(Stored items from a collection)
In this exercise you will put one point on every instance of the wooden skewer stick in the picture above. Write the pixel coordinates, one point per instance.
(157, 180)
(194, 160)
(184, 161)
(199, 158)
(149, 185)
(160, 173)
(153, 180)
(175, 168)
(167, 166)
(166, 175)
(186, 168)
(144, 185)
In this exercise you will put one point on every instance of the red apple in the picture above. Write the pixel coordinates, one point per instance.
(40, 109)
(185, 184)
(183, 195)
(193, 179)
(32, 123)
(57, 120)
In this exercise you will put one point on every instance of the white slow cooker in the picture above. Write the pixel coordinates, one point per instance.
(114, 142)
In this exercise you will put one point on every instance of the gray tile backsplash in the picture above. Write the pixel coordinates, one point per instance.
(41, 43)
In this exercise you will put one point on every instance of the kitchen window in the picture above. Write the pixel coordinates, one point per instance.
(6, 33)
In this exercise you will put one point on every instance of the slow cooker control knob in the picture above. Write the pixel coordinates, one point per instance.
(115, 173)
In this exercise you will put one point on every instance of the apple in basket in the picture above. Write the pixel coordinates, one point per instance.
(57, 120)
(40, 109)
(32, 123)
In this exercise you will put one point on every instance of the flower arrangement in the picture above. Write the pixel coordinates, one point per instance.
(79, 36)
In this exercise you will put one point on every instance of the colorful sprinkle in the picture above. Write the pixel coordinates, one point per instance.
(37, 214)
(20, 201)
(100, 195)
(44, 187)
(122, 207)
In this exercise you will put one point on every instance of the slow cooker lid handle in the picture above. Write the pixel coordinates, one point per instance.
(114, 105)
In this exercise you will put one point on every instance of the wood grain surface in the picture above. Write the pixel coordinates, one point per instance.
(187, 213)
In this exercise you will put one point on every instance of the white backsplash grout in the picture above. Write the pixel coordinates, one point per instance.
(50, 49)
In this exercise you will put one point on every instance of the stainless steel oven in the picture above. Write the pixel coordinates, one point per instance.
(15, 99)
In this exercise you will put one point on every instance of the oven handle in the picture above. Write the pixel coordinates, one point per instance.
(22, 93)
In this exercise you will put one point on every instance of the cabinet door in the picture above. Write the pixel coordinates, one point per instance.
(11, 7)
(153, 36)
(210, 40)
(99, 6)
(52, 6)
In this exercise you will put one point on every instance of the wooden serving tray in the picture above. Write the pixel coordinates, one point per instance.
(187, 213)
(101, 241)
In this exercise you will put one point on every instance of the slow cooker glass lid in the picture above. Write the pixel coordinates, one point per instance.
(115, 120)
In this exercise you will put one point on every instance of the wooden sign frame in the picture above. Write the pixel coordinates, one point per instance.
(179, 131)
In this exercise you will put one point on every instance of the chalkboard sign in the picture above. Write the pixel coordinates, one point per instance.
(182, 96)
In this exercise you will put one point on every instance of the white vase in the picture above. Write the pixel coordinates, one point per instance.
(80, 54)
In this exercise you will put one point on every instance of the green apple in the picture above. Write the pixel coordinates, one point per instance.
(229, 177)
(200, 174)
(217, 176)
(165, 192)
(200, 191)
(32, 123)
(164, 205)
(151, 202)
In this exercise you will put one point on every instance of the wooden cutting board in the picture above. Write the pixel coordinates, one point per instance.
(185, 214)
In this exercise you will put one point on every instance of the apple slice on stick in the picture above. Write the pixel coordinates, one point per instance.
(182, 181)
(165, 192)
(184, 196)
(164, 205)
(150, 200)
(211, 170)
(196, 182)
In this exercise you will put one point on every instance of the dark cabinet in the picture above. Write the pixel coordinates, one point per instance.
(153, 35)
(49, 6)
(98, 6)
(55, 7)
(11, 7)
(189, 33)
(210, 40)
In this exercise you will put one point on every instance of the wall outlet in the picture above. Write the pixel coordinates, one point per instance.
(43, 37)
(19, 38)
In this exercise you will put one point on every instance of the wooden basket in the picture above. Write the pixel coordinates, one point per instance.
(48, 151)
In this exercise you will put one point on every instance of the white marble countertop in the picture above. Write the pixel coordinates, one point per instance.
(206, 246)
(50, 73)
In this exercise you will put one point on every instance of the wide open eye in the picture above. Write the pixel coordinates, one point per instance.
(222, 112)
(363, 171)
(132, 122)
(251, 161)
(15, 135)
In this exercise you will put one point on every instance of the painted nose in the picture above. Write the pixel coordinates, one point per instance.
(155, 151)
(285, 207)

* Task to carry out: Repeat the whole of the data verbatim, as it reads above.

* Answer below:
In this exercise you will put one point on every instance of the wooden skewer stick in the picture above. Write the pixel coordinates, one point per instance.
(157, 180)
(194, 160)
(184, 161)
(199, 158)
(149, 185)
(160, 173)
(153, 180)
(175, 168)
(167, 166)
(166, 175)
(186, 168)
(144, 185)
In this exercise you will put one point on every instance of the red apple in the picture above. Write the pixel coordinates, one point per instance.
(40, 109)
(185, 184)
(183, 195)
(193, 179)
(32, 123)
(57, 120)
In this exercise you will put one point on every instance of the white slow cooker in the picture above. Write the pixel coordinates, one point per instance.
(114, 142)
In this exercise you will put one point on every instance of the gray tile backsplash in the picture above. Write the pixel coordinates, one point per instance.
(41, 43)
In this exercise you will put one point on every instance of the kitchen window in the picture above. Write the pixel coordinates, one point per instance.
(6, 33)
In this exercise you will put one point on every instance of the slow cooker control knob in the picture above. Write the pixel coordinates, one point per instance.
(115, 173)
In this exercise you will put one point on every instance of the apple in basket in the picture above. Write the pixel coordinates, one point per instance.
(57, 120)
(40, 109)
(32, 123)
In this exercise you will put one point on every instance of the flower arrangement in the picture above. Write the pixel coordinates, one point per instance.
(79, 36)
In this exercise you will put one point on every instance of the colorful sprinkle in the picture above. Write the pixel coordinates, one point per instance.
(37, 214)
(20, 201)
(100, 195)
(44, 187)
(122, 207)
In this exercise you will put one point on every instance of the slow cooker lid handle in the picture above. Write the pixel coordinates, one point per instance.
(114, 105)
In this exercise you will put one point on every instance of the wood grain surface in the picture above. Write the pixel coordinates, one point per instance.
(187, 213)
In this exercise you will put one point on every instance of the white backsplash grout in the picture above. Write the pixel coordinates, one point per instance.
(50, 49)
In this exercise you will put one point on every instance of the stainless steel oven in the picture above. Write the pixel coordinates, one point per instance.
(15, 99)
In this exercise you will put one point on every instance of the oven handle in the picture above. Write the pixel coordinates, one point per instance.
(22, 93)
In this exercise you will put one point on every instance of the cabinet door in the picture above. Write the pixel coordinates, one point per instance.
(11, 7)
(153, 36)
(210, 40)
(99, 6)
(52, 6)
In this exercise you will put one point on every instance of the wooden serving tray in the picture above. Write the pixel coordinates, one point per instance.
(187, 213)
(101, 241)
In this exercise you will put one point on every instance of the slow cooker glass lid in the picture above. Write the pixel coordinates, one point per instance.
(115, 120)
In this exercise you will put one point on every instance of the wooden sign frame in the picture above. Write the pixel coordinates, one point per instance.
(179, 131)
In this exercise you will put one point on every instance of the chalkboard sign in the picture above. Write the pixel coordinates, one point per instance.
(182, 96)
In this exercise you will put one point on every instance of the white vase in the picture above. Write the pixel coordinates, one point per instance.
(80, 54)
In this exercise you will put one point on every instance of the green apple in the picture above. Write the pixel coordinates, one point per instance.
(229, 177)
(200, 174)
(217, 176)
(165, 192)
(200, 191)
(32, 123)
(164, 205)
(151, 202)
In this exercise you will put one point on every instance of the wooden cutting board in the picture above. Write the pixel coordinates, one point per instance.
(185, 214)
In this exercise you will put one point on every instance of the apple slice on stick in the picture above. Write the pixel coordinates, one point per instance.
(182, 181)
(165, 192)
(184, 196)
(164, 205)
(150, 200)
(211, 170)
(196, 182)
In this exercise you will put one point on every instance of the dark cabinet in the picture above. Write the pixel coordinates, one point per instance.
(153, 35)
(49, 6)
(98, 6)
(55, 7)
(11, 7)
(189, 33)
(210, 40)
In this exercise you will put one point on every instance of the wall outlet in the picture above. Write the pixel coordinates, one point per instance.
(43, 37)
(19, 38)
In this exercise you will put one point on every instance of the wooden basket in the picture above. Write the pixel coordinates, one point per instance.
(48, 151)
In this exercise you will put one point on every instance of the white marble countertop in the picture above. Write the pixel coordinates, one point per instance.
(206, 246)
(50, 73)
In this exercise you will put one point on every instance of the wide open eye in the picture above. Write the pixel coordinates, one point per instance.
(222, 112)
(363, 171)
(132, 122)
(251, 161)
(15, 135)
In this exercise you will put one point on every instance of the painted nose in the picture above. Write the pixel coordinates, one point per instance.
(155, 151)
(285, 207)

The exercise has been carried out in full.